To be done — Lay out everything from the line containing "Would you mind pointing at the peacock's head" down to the last of the lines below as a numbered list, skipping any blank lines.
-.-.-
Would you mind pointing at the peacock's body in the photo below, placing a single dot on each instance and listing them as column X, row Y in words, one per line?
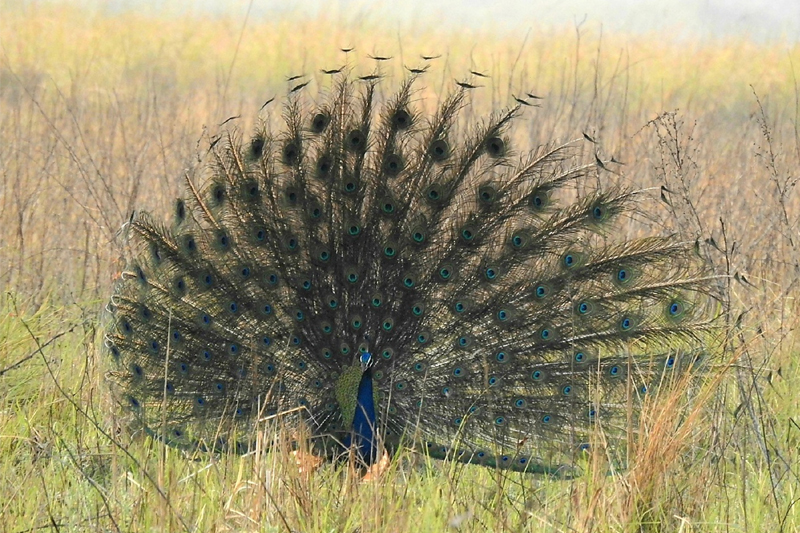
column 390, row 281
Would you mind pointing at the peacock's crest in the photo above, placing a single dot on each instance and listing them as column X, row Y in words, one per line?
column 370, row 257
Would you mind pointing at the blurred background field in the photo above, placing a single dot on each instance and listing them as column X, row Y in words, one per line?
column 104, row 107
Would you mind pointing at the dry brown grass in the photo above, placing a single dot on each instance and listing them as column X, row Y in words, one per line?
column 100, row 115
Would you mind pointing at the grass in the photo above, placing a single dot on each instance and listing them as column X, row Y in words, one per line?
column 99, row 115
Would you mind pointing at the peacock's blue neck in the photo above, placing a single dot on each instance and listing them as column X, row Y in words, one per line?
column 364, row 419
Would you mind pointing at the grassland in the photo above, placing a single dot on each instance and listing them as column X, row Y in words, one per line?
column 101, row 113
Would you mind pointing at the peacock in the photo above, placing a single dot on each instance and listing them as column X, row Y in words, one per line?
column 388, row 278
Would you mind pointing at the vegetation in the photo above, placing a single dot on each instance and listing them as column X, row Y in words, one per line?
column 102, row 113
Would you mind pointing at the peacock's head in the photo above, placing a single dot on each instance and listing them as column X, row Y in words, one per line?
column 366, row 361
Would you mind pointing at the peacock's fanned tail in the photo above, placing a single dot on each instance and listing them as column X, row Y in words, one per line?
-.-.-
Correct result —
1. Would you mind pointing at the peacock's head in the photo above, placing a single dot on each instance and listing them as column X, row Y in words, one per line?
2. column 366, row 361
3. Would you mind pointing at the peacock's fanned tail in the photo above, placing a single dot on each instance and listing them as column X, row Y in words, one per line?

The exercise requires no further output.